◆ BRIEF: Pull out the lines of the listing word for word, starting at its first line and stopping after the line that contains "Give the mask of every instance of the halter".

◆ Data items:
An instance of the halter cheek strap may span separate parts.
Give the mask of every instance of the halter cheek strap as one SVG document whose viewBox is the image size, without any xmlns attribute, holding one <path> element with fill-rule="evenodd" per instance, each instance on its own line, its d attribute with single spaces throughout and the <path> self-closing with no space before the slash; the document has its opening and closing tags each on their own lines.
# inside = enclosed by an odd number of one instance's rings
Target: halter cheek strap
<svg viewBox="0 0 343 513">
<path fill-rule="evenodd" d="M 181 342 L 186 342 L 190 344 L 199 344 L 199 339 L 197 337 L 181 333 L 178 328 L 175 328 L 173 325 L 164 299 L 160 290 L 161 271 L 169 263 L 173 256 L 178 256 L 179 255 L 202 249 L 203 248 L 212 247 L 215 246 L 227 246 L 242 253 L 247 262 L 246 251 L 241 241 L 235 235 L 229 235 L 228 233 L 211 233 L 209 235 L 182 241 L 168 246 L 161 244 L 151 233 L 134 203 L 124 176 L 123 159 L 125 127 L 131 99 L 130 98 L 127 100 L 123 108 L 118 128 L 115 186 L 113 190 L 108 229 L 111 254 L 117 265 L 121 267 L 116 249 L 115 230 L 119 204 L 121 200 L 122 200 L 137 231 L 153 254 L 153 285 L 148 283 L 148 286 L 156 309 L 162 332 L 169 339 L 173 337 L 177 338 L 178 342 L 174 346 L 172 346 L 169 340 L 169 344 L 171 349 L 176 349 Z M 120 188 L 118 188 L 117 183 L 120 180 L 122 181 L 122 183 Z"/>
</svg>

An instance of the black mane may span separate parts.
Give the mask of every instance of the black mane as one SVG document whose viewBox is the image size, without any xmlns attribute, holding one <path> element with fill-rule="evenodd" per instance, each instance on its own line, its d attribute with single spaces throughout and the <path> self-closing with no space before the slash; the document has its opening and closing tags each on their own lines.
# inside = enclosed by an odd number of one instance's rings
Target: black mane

◆ RESULT OF THIS TASK:
An instance of the halter cheek strap may span separate parts.
Give the mask of every instance of the halter cheek strap as one SVG document whose viewBox is the image size, without any xmlns attribute, holding one <path> element with fill-rule="evenodd" per instance, each instance on its own line, its d attribute with single spaces throughout and the <path> self-closing with no space before the slash; the document has its opening and closing tags each on their own lines.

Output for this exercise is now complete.